▶ [Exercise details]: Please update the records below by replacing "blue sky" with "clear sky" everywhere it appears, keeping everything else the same. Leave the pictures out of your answer.

_____

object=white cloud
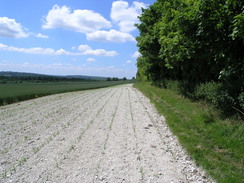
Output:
[86,29,135,43]
[34,33,48,39]
[110,1,147,32]
[42,5,111,33]
[0,43,118,56]
[0,43,72,55]
[132,51,141,58]
[78,45,118,57]
[0,17,29,38]
[87,58,96,62]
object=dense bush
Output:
[137,0,244,114]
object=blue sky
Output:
[0,0,155,78]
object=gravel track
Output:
[0,85,213,183]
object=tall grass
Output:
[134,83,244,183]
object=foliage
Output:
[137,0,244,113]
[134,81,244,183]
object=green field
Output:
[0,81,132,105]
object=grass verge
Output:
[134,83,244,183]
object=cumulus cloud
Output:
[0,17,29,38]
[87,58,96,62]
[42,5,111,33]
[78,45,118,57]
[110,1,147,32]
[132,51,141,58]
[0,43,71,55]
[34,33,48,39]
[86,29,135,43]
[0,43,118,57]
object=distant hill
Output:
[0,71,107,80]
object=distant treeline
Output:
[137,0,244,115]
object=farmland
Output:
[0,81,131,105]
[0,84,213,183]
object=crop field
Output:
[0,81,131,105]
[0,84,213,183]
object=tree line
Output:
[136,0,244,114]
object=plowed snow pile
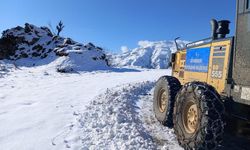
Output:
[61,82,181,150]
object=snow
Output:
[110,41,189,69]
[0,23,110,72]
[0,66,184,150]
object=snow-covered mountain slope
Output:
[0,23,108,72]
[110,41,188,69]
[0,66,249,150]
[0,66,176,150]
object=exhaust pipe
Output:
[217,20,230,38]
[210,19,219,40]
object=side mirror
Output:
[171,53,176,63]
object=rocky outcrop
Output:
[0,23,108,72]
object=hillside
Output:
[110,41,188,69]
[0,23,109,72]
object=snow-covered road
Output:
[0,67,181,150]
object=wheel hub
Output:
[183,102,198,133]
[159,90,167,112]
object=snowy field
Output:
[0,66,248,150]
[0,67,184,150]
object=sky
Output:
[0,0,236,53]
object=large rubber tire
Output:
[153,76,181,128]
[173,82,225,150]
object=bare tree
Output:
[56,21,65,36]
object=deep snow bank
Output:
[0,23,108,72]
[60,82,181,150]
[110,41,188,69]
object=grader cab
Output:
[153,0,250,149]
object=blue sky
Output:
[0,0,236,52]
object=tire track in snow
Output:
[58,82,181,150]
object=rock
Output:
[63,38,75,45]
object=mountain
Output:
[0,23,109,72]
[110,40,189,69]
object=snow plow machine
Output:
[153,0,250,150]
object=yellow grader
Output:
[153,0,250,149]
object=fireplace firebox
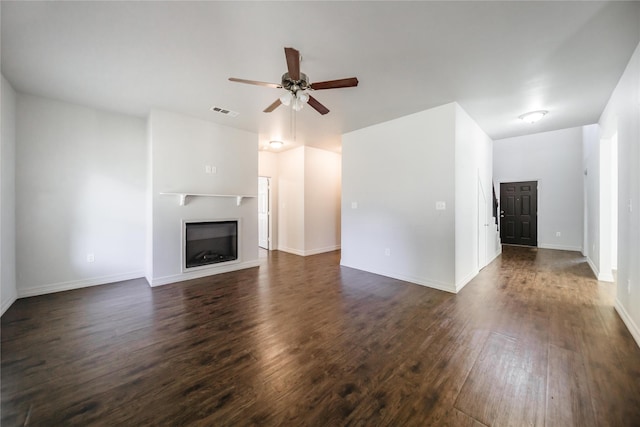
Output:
[184,220,238,268]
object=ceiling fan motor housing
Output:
[282,73,311,95]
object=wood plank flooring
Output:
[1,247,640,426]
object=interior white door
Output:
[258,176,270,249]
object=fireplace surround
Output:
[182,219,239,271]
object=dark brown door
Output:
[500,181,538,246]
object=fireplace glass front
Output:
[185,221,238,268]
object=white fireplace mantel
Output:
[160,192,256,206]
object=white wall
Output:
[455,104,498,291]
[0,76,18,314]
[259,146,341,256]
[304,147,342,255]
[582,124,600,277]
[146,110,258,286]
[493,127,583,251]
[258,151,279,249]
[599,41,640,345]
[16,94,146,297]
[276,147,305,255]
[341,104,458,292]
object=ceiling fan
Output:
[229,47,358,115]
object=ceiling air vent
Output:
[209,107,240,117]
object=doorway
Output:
[500,181,538,246]
[258,176,271,250]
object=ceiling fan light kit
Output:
[229,47,358,115]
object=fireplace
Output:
[184,220,238,269]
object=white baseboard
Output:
[587,257,600,279]
[340,261,456,294]
[304,245,340,256]
[147,259,260,287]
[455,270,480,294]
[18,271,144,298]
[278,245,340,256]
[277,247,304,256]
[0,294,18,316]
[538,243,582,253]
[485,245,502,267]
[615,298,640,347]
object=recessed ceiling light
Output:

_____

▶ [Answer in full]:
object=white cloud
Output:
[86,29,135,43]
[34,33,48,39]
[110,1,147,32]
[42,5,111,33]
[0,43,118,56]
[0,43,72,55]
[132,51,141,58]
[78,45,118,57]
[0,17,29,38]
[87,58,96,62]
object=dense bush
Output:
[137,0,244,114]
object=clear sky
Output:
[0,0,155,78]
object=gravel track
Output:
[0,85,213,183]
object=tall grass
Output:
[134,83,244,183]
object=foliage
Output:
[137,0,244,113]
[134,81,244,183]
object=green field
Output:
[0,81,132,105]
object=grass verge
Output:
[134,83,244,183]
object=cumulus cloud
Output:
[0,17,29,38]
[87,58,96,62]
[42,5,111,33]
[78,45,118,57]
[110,1,147,32]
[132,51,141,58]
[0,43,71,55]
[34,33,48,39]
[86,29,135,43]
[0,43,118,57]
object=distant hill
Output:
[0,71,107,80]
object=distant treeline
Output:
[137,0,244,115]
object=farmland
Output:
[0,81,131,105]
[0,84,213,183]
object=crop field
Output:
[0,81,131,105]
[0,84,213,183]
object=tree line
Output:
[136,0,244,114]
object=plowed snow pile
Output:
[61,82,181,150]
object=snow
Output:
[110,41,189,69]
[0,23,110,72]
[0,66,184,150]
object=snow-covered mountain slope
Output:
[0,23,108,72]
[110,41,188,69]
[0,66,249,150]
[0,66,176,150]
object=exhaust pipe
Output:
[217,20,230,38]
[210,19,219,40]
object=side mirror
Output:
[171,53,176,63]
object=rocky outcrop
Output:
[0,23,108,72]
object=hillside
Output:
[110,41,188,69]
[0,23,109,72]
object=snow-covered road
Output:
[0,67,181,150]
object=wheel hub
Output:
[183,102,198,133]
[159,90,167,112]
object=snowy field
Output:
[0,66,248,150]
[0,67,184,150]
object=sky
Output:
[0,0,236,53]
object=large rubber tire
Output:
[153,76,181,128]
[173,82,225,150]
object=bare tree
Output:
[56,21,65,36]
object=deep snow bank
Output:
[0,23,108,72]
[60,82,181,150]
[110,41,188,69]
object=grader cab
Output:
[153,0,250,149]
object=clear sky
Output:
[0,0,236,52]
object=tire track in snow
Output:
[58,82,181,150]
object=rock
Output:
[63,38,75,45]
object=mountain
Output:
[0,23,109,72]
[110,40,189,69]
object=snow plow machine
Output:
[153,0,250,150]
object=yellow grader
Output:
[153,0,250,149]
object=fireplace firebox
Output:
[184,220,238,268]
object=ceiling fan motor housing
Output:
[282,73,311,95]
object=wood plank flooring
Output:
[1,247,640,426]
object=interior white door
Output:
[258,176,270,249]
object=fireplace surround
Output:
[182,219,239,271]
object=dark brown door
Output:
[500,181,538,246]
object=fireplace glass front
Output:
[185,221,238,268]
object=white fireplace mantel
Output:
[160,192,256,206]
object=white wall
Output:
[455,104,498,291]
[0,76,18,314]
[259,146,341,256]
[304,147,342,255]
[582,124,600,277]
[146,110,258,286]
[493,127,583,251]
[258,151,279,249]
[599,41,640,345]
[16,94,146,297]
[276,147,305,255]
[341,104,458,292]
object=ceiling fan
Output:
[229,47,358,115]
object=ceiling air vent
Output:
[209,107,240,117]
object=doorway
Output:
[500,181,538,246]
[258,176,271,250]
object=ceiling fan light kit
Output:
[229,47,358,115]
object=fireplace
Output:
[184,220,238,269]
object=white baseboard
Output:
[587,257,600,279]
[340,261,456,294]
[304,245,340,256]
[147,259,260,287]
[455,270,480,294]
[18,271,144,298]
[278,245,340,256]
[277,247,304,256]
[0,294,18,316]
[538,243,582,253]
[485,245,502,267]
[615,298,640,347]
object=recessed ceiling light
Output:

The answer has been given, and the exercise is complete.